[Dataset records]
---

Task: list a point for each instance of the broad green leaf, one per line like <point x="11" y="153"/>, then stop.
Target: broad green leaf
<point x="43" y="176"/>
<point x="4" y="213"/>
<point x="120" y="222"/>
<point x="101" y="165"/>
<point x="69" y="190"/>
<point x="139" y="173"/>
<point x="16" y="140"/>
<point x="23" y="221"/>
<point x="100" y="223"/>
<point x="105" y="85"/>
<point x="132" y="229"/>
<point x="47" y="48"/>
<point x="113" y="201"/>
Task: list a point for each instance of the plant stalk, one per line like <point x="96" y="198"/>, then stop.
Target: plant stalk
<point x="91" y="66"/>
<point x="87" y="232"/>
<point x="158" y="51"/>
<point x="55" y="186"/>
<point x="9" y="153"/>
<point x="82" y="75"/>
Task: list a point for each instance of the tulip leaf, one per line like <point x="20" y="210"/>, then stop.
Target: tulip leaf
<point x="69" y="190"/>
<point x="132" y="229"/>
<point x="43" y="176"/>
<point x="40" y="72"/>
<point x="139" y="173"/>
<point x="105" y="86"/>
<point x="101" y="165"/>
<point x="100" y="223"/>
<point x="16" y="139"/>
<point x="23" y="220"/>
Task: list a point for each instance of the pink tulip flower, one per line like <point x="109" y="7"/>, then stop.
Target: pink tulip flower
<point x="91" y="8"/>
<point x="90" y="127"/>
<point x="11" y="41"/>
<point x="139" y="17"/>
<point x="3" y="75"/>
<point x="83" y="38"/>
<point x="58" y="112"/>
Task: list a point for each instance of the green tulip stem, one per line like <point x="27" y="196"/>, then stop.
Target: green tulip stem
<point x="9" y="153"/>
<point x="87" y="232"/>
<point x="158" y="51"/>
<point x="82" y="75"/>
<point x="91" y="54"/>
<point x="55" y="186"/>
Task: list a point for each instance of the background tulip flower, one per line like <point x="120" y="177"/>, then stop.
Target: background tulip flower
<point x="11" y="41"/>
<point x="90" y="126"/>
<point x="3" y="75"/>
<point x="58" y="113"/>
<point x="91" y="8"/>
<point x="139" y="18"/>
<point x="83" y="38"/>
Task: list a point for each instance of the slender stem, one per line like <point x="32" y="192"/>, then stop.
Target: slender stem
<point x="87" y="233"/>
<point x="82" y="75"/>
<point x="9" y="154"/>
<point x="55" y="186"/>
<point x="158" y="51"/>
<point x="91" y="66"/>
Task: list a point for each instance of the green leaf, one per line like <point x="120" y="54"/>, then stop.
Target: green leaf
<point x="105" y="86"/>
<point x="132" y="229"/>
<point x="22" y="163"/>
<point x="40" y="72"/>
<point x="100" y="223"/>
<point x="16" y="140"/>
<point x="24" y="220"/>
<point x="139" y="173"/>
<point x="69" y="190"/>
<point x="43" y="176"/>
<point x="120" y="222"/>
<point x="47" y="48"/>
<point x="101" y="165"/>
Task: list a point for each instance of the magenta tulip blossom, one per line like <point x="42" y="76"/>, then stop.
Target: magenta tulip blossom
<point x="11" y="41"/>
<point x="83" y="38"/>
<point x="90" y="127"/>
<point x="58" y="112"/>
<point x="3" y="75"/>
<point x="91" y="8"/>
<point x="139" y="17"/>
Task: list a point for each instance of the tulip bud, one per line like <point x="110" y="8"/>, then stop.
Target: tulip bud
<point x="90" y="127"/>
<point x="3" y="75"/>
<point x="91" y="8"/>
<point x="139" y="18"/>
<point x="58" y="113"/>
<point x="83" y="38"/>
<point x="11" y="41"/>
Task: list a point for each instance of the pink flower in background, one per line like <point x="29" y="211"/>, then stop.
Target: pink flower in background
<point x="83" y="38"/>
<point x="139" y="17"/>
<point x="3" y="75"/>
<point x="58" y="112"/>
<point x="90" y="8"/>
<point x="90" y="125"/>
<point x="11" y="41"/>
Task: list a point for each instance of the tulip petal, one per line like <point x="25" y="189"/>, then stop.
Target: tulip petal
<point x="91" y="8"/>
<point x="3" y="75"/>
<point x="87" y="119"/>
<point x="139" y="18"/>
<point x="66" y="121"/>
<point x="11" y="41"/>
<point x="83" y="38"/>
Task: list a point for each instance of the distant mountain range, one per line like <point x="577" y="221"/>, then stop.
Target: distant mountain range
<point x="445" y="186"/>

---

> How to complete this task
With the line holding "Task: list a point for each instance of the background" as the first and the line holding "Task: list a point for each instance of the slender" as the last, set down that range of the entries above exactly, and nothing else.

> Written solution
Task: list a point for each instance of the background tulip flower, one per line like <point x="120" y="177"/>, then stop.
Target: background tulip flower
<point x="11" y="41"/>
<point x="90" y="126"/>
<point x="3" y="75"/>
<point x="58" y="113"/>
<point x="91" y="8"/>
<point x="139" y="18"/>
<point x="83" y="38"/>
Task: list a point for each instance of the slender stem, one per line like <point x="32" y="192"/>, then stop.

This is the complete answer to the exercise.